TASK REQUIREMENTS ->
Reproduce all of the items below with each occurrence of "marker" swapped for "pin" and everything else left as is. Leave the pictures out of your output.

DATA TO USE ->

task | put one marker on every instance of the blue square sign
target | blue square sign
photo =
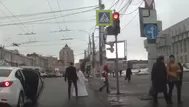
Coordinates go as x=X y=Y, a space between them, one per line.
x=104 y=18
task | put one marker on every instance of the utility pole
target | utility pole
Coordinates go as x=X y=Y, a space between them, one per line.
x=116 y=26
x=94 y=54
x=85 y=54
x=100 y=37
x=90 y=48
x=147 y=26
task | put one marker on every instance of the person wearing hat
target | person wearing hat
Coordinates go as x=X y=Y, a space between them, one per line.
x=174 y=73
x=105 y=76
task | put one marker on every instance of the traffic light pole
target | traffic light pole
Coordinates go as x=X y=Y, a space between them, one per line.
x=116 y=66
x=100 y=37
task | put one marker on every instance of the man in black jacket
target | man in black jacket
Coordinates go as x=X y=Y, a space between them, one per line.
x=71 y=76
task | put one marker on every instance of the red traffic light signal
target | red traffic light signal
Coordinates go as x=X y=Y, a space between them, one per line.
x=116 y=16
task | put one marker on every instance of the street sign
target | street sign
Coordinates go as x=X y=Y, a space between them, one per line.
x=151 y=31
x=104 y=18
x=149 y=3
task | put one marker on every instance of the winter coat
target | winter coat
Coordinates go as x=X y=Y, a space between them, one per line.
x=159 y=76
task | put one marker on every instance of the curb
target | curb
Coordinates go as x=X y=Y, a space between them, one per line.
x=97 y=94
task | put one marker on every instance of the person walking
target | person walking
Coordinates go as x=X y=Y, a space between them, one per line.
x=82 y=90
x=120 y=72
x=105 y=76
x=181 y=75
x=71 y=76
x=128 y=74
x=159 y=80
x=174 y=72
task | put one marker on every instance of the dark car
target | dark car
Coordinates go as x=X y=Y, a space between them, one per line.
x=33 y=84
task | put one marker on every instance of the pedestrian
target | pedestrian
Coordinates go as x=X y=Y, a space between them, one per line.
x=105 y=76
x=181 y=75
x=120 y=72
x=81 y=84
x=159 y=80
x=174 y=72
x=71 y=76
x=128 y=74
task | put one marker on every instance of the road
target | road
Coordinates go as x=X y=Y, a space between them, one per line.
x=55 y=95
x=135 y=91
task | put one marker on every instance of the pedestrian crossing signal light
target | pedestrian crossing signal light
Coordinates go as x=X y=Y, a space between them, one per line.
x=116 y=16
x=116 y=23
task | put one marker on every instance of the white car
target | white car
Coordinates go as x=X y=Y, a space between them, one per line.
x=11 y=89
x=15 y=90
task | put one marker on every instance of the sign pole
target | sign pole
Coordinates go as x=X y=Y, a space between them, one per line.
x=116 y=66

OUTPUT OF THE TASK ->
task | put one pin on every instance of the blue square sign
target | blue square sign
photo =
Coordinates go as x=X y=Y, a space between them, one per line.
x=104 y=18
task | put one pin on every instance of the utility pole
target | utility pole
Coordinates go as x=X y=Y, a space between them, one per line.
x=116 y=26
x=94 y=54
x=85 y=54
x=100 y=37
x=90 y=48
x=147 y=26
task | put one pin on every instance of the person wearing hat
target | person wearing hat
Coordinates go as x=X y=Y, a space between them, one per line.
x=174 y=73
x=105 y=76
task | put one pin on every instance of the traffic light pole
target | traffic light pole
Coordinates go as x=X y=Y, a space between them, one per line.
x=116 y=66
x=100 y=37
task | put one pin on every instance of the man in black jacket
target | man in black jacket
Coordinates go as x=X y=Y, a space between them, one per line.
x=71 y=76
task | put one pin on every instance of the red traffic light signal
target | red traffic light signal
Coordinates go as x=X y=Y, a space between them, one per line.
x=116 y=16
task | put one pin on every instance of the street sign
target | street sign
Coordinates go as x=X y=Y, a space between them, one per line.
x=151 y=31
x=104 y=18
x=149 y=3
task | put one pin on every instance of the winter coat
target | winter coat
Coordinates go as x=X y=Y, a space between them, one per line.
x=159 y=76
task | put one pin on every instance of the curb
target | curb
Coordinates go as x=X y=Y, a space between them, one per line.
x=97 y=94
task | put one pin on every instance of the person walking
target | person walking
Coordinates go as x=X y=Y, a space between them, one per line.
x=82 y=90
x=120 y=72
x=105 y=76
x=181 y=75
x=71 y=76
x=128 y=74
x=159 y=80
x=174 y=72
task | put one pin on every instance of the dark car
target | dark car
Coordinates go as x=X y=Y, a space between them, one per line.
x=33 y=84
task | put one pin on every instance of the pedestrian
target | pedestrian
Coordinates go as x=X y=Y, a space between them, one per line.
x=105 y=76
x=181 y=75
x=120 y=72
x=81 y=84
x=159 y=80
x=174 y=72
x=71 y=76
x=128 y=74
task | put one pin on every instance of the road
target | road
Coordinates go as x=X y=Y, a space between them, one per line.
x=55 y=95
x=135 y=91
task | put one pin on every instance of the pedestrian crossing signal light
target | pedestrian crossing signal light
Coordinates go as x=X y=Y, a space between them, one per line.
x=116 y=16
x=116 y=23
task | put one pin on every instance of the white car
target | white car
Coordinates go as x=X y=Y, a space between them, one per line.
x=11 y=89
x=15 y=90
task | put one pin on every instance of the sign pole
target | sign pole
Coordinates go as x=X y=Y, a space between them, one per line.
x=116 y=66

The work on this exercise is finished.